Duplicate the rows from the line containing "Where can you spot the cat's eye" through the end of the rows, including both ends. Leave the pictures out of your copy.

Records from a collection
%%

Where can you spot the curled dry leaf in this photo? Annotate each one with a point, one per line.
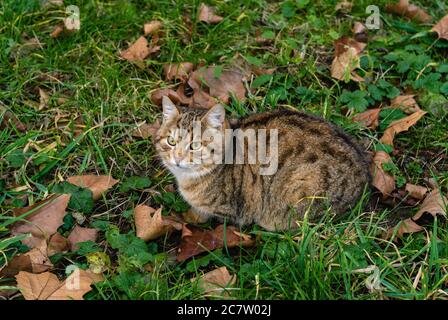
(209, 85)
(406, 9)
(417, 192)
(435, 203)
(207, 15)
(152, 27)
(382, 180)
(347, 59)
(399, 126)
(441, 28)
(80, 234)
(216, 282)
(150, 224)
(97, 184)
(46, 286)
(369, 118)
(195, 240)
(179, 71)
(147, 130)
(44, 221)
(406, 103)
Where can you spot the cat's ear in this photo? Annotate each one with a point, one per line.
(170, 111)
(215, 116)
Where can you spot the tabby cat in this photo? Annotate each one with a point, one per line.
(318, 166)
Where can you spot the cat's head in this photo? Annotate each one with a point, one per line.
(188, 138)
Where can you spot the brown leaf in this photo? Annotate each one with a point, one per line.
(347, 59)
(400, 126)
(147, 130)
(152, 27)
(195, 240)
(179, 71)
(150, 224)
(382, 180)
(216, 282)
(405, 226)
(207, 15)
(441, 28)
(435, 203)
(417, 192)
(80, 234)
(368, 118)
(207, 86)
(46, 286)
(43, 222)
(138, 51)
(408, 10)
(406, 103)
(97, 184)
(57, 244)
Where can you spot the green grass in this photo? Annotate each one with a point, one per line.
(320, 261)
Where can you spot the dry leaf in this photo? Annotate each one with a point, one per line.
(399, 126)
(368, 118)
(147, 130)
(195, 240)
(208, 86)
(417, 192)
(46, 286)
(382, 180)
(406, 103)
(408, 10)
(347, 59)
(207, 15)
(179, 71)
(43, 222)
(216, 282)
(152, 27)
(138, 51)
(435, 203)
(441, 28)
(405, 226)
(150, 224)
(97, 184)
(57, 244)
(80, 234)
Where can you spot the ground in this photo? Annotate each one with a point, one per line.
(105, 97)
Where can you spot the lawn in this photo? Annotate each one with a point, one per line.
(70, 105)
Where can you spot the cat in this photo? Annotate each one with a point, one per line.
(319, 167)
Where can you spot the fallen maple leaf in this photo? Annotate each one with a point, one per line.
(347, 59)
(369, 118)
(441, 28)
(46, 286)
(195, 240)
(435, 203)
(207, 15)
(215, 282)
(399, 126)
(44, 221)
(150, 224)
(406, 103)
(417, 192)
(80, 234)
(151, 27)
(383, 181)
(209, 85)
(408, 10)
(179, 71)
(146, 130)
(97, 184)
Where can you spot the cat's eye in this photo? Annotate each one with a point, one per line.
(171, 141)
(195, 145)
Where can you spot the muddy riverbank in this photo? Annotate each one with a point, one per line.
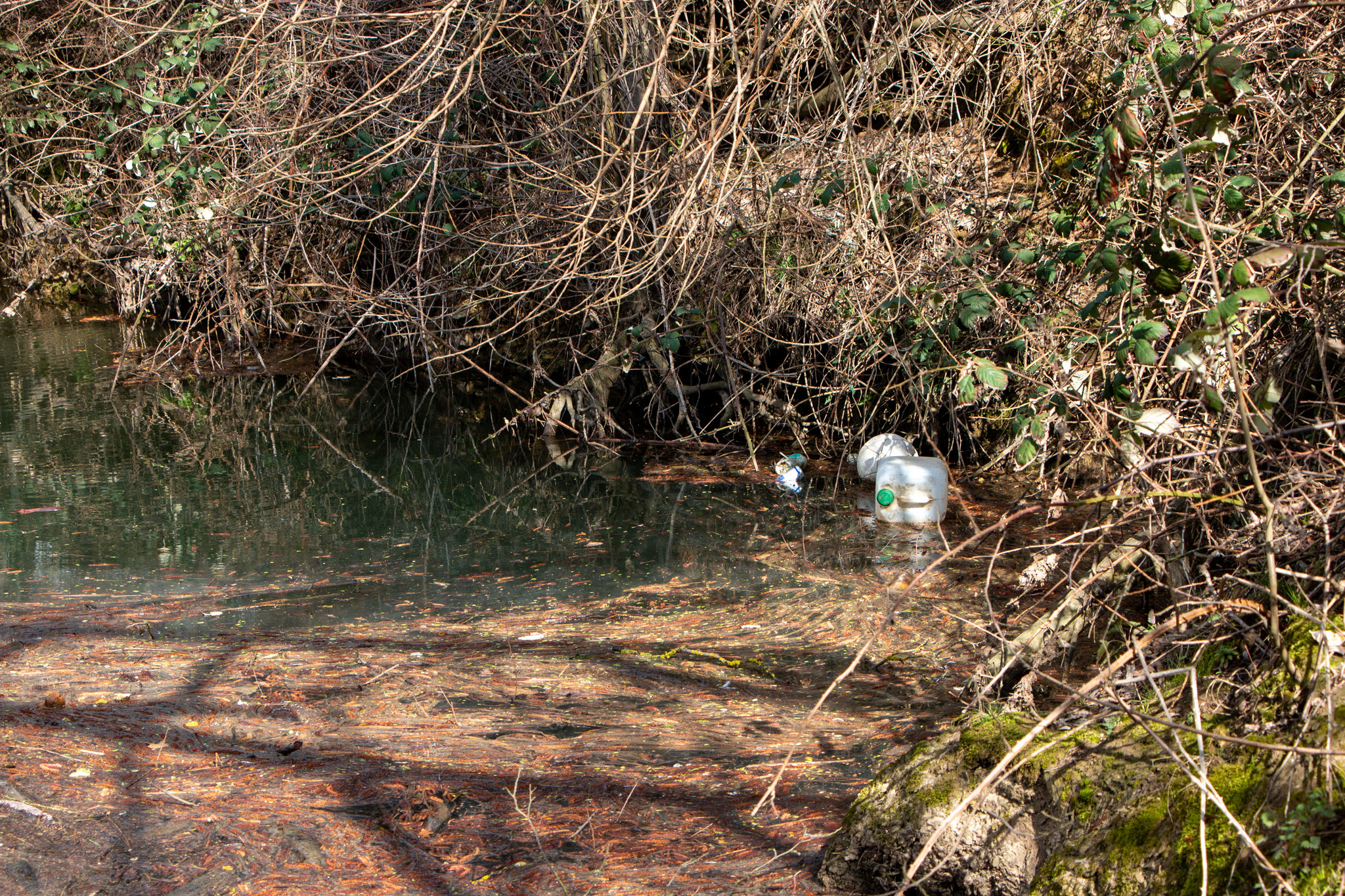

%%

### Task solution
Where can you spot the cat's eye in this photo? Annotate each one with a point, one per line.
(171, 141)
(195, 145)
Where can you spot the muddy riverbank in this photo? Annotate each one with a point, one per line.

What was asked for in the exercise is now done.